* [Set of tasks]
a – Can you condense the paragraph beginning "The Zel'dovich (1970) approximation" in the passage on approximations to gravitational clustering, keeping its main facts?
b – Would you carry on the passage on approximations to gravitational clustering past its final sentence?

** begin Selected passage **

Theoreticians devise approximations to nonlinear gravitational clustering with three purposes in mind: (a) to understand the nonlinear dynamics arising in simulations and thereby perhaps understand the Universe, (b) to replace expensive simulations with fast approximations, and (c) to relate the present-day distribution of galaxies directly to the initial conditions for structure formation. Many approaches have been adopted; only a brief and incomplete synopsis of recent work is given here. An early review was given by Shandarin & Zel'dovich (1989). Sahni & Coles (1995) provided an excellent comprehensive pedagogical review.

The Zel'dovich (1970) approximation (Equation 6) gives an accurate description of motion for pressureless dark matter (and even baryons or HDM on scales larger than the Jeans or free-streaming lengths). However, it breaks down once trajectories intersect; particles never turn around to orbit in bound systems. Several approximations have been suggested to cure this defect. The first was to add an approximate viscosity term to the equation of motion to prevent trajectories from crossing (the adhesion approximation of Gurbatov et al 1989). A simpler method is to prefilter the linear density fluctuation field with a window of radius large enough so that sigma(R) = 1 before applying the Zel'dovich approximation (the truncated Zel'dovich approximation of Kofman et al 1992). In both methods, coherent motion is reduced on small scales in virialized regions, which is in agreement with the fully nonlinear evolution of the gravitational potential (Melott et al 1996).

** end Selected passage **
** begin Collected data **

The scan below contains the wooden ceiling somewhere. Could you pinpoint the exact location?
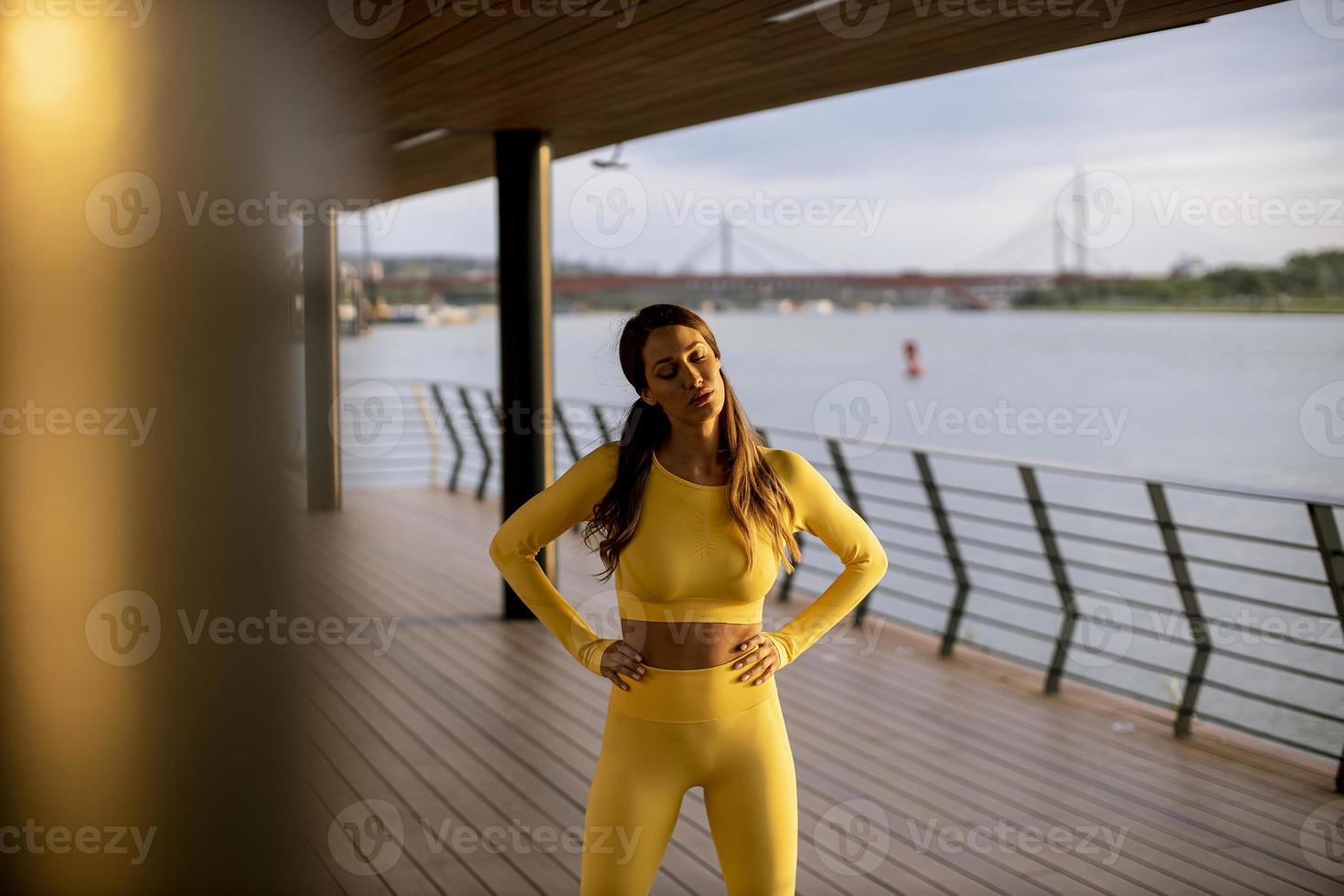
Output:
[300,0,1275,198]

** end Collected data **

* [Task-by-task results]
a – The Zel'dovich (1970) approximation accurately describes the motion of pressureless dark matter. It also holds for baryons or HDM on scales above the Jeans or free-streaming lengths. However, it fails once trajectories intersect, because particles never turn around into bound orbits. Proposed remedies include the adhesion approximation (Gurbatov et al 1989), which adds an approximate viscosity term so that trajectories cannot cross. Another is the simpler truncated Zel'dovich approximation (Kofman et al 1992), which first filters the linear density field with a window large enough that sigma(R) = 1. Both reduce coherent small-scale motion in virialized regions, which agrees with the fully nonlinear evolution of the gravitational potential (Melott et al 1996).

b –
Sathyaprakash et al (1995) compared these modified Zel'dovich approximations and other dynamical approximations against N-body simulations, finding that the truncated Zel'dovich approximation is favored because of its simplicity and accuracy. Besides being slower, the adhesion approximation does not conserve comoving momentum. Shandarin & Sathyaprakash (1996) presented a promising new fast approximation that conserves momentum by replacing the Burgers equation of the adhesion approximation with the Navier-Stokes equation of viscous fluid flow.

The Zel'dovich approximation may be regarded as the first-order perturbation theory for the trajectories of mass elements. Higher-order Lagrangian perturbation theory would include additional terms in a power series in D in Equation 6. The second-order perturbation theory has been applied and compared against simulations of hierarchical models by Melott et al (1995), Bouchet et al (1995), who concluded that it gives significant improvements over the Zel'dovich approximation, particularly when the initial density field is smoothed (truncated) at high wavenumbers. Karakatsanis et al (1997) have improved these methods further by artificially slowing down the growth of D(t) in the perturbation series to prevent the displacements from growing too rapidly.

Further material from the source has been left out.